Atividade proposta: Relacione os advérbios terminados em "-mente" que aparecem no texto sobre a felicidade, incluindo o título. Registre cada um só uma vez.

Bloco de texto:
★ ★ ★ ★

Não sou plenamente infeliz, e não consigo acreditar em quem se diz plenamente feliz

Não confio em pessoas que se vangloriam afirmando serem absolutamente felizes, como não confio em quem se auto intitula sábio, com isto não quero dizer que somos todos absolutamente infelizes, como também não quero afirmar que para acreditar ou confiar em alguém é necessário que este alguém esteja em pleno “gozo” de seu sofrimento absoluto ou de sua infelicidade incondicional. Muitas são as vezes que ao expressar minha desconfiança naqueles que se assumam absolutamente felizes, sou interrompido por assertivas do tipo: “Não generalize a sua própria infelicidade. Se você é incompetente para ser feliz, não significa que os outros não possam ser felizes”, outras vezes ouço que a minha infelicidade é o preço pago por não aceitar jesus, e que sem deus no coração, serei realmente um eterno sofredor, um ser incapaz de amar e de encontrar a felicidade humana.

★ ★ ★ ★

Linhas fornecidas:
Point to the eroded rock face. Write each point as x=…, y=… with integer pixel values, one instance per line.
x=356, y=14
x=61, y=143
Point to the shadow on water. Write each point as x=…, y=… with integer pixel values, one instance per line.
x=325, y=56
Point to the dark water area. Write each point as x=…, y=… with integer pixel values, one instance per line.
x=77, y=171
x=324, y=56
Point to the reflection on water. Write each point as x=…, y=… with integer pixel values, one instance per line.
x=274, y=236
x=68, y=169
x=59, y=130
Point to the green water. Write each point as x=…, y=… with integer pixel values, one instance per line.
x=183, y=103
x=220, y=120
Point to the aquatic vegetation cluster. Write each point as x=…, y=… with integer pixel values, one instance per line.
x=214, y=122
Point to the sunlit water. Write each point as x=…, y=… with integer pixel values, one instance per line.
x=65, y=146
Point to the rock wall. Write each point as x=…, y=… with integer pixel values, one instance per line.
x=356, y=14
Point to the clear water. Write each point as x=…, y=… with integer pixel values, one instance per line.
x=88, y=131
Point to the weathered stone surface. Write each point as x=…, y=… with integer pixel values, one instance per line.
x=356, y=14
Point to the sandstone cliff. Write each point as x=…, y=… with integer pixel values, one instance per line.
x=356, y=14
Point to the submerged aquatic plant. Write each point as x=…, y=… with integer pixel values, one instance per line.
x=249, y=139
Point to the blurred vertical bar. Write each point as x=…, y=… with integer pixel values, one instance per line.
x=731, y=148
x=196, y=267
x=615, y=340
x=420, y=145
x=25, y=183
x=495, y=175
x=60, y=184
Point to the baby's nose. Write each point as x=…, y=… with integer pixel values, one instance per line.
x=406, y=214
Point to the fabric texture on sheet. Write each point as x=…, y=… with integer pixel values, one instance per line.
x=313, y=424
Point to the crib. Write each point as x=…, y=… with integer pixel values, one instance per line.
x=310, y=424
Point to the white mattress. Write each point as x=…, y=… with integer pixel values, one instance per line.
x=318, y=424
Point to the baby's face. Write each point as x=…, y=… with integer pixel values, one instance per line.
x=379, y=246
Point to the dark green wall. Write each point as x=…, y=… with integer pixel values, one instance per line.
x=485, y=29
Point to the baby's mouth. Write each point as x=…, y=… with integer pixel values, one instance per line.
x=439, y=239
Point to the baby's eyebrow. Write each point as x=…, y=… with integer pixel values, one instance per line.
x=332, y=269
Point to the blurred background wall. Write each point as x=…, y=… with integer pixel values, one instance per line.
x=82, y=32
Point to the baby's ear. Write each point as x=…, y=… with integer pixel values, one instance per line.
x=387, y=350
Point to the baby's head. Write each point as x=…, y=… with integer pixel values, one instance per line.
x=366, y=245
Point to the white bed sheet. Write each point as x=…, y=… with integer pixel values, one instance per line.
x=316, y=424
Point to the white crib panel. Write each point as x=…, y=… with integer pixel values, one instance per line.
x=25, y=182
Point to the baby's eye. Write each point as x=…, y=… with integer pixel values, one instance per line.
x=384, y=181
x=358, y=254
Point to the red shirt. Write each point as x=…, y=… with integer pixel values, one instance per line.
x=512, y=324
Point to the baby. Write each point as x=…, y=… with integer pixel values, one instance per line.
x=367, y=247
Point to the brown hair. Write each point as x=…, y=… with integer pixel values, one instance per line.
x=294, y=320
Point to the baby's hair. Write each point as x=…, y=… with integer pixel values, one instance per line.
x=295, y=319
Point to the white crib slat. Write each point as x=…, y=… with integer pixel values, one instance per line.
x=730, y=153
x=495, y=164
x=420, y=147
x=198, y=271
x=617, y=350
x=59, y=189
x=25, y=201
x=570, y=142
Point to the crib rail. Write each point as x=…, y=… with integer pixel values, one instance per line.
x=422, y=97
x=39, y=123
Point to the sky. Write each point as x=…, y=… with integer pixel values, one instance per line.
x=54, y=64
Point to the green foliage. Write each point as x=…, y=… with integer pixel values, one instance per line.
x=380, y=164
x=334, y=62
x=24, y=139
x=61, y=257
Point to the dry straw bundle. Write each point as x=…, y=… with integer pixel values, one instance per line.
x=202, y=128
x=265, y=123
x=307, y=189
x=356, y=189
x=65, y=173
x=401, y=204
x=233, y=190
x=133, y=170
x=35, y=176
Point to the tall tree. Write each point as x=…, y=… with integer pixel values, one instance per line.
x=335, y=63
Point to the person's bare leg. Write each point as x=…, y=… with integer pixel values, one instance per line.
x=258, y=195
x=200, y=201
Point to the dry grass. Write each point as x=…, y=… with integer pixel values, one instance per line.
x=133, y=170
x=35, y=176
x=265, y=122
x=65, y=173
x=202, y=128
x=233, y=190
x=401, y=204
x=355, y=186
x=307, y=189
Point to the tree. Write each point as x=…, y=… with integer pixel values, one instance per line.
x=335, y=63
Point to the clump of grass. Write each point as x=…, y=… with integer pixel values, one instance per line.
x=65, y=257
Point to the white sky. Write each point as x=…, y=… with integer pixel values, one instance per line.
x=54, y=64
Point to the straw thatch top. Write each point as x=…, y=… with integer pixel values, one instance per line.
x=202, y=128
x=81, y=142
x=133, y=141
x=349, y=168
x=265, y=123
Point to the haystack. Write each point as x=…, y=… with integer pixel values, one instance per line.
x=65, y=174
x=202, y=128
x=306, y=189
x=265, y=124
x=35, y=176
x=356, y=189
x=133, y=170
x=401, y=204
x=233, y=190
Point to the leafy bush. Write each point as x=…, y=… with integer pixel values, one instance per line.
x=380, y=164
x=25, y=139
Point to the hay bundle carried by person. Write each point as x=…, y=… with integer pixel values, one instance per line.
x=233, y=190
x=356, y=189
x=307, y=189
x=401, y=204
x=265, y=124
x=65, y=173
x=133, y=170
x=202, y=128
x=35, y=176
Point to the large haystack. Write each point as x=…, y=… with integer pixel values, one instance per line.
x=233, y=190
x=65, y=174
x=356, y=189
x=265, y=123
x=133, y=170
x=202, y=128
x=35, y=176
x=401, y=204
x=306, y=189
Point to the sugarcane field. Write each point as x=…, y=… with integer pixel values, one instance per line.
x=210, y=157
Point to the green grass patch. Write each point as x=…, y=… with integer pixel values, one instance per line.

★ ★ ★ ★

Exercício resolvido: plenamente, absolutamente, realmente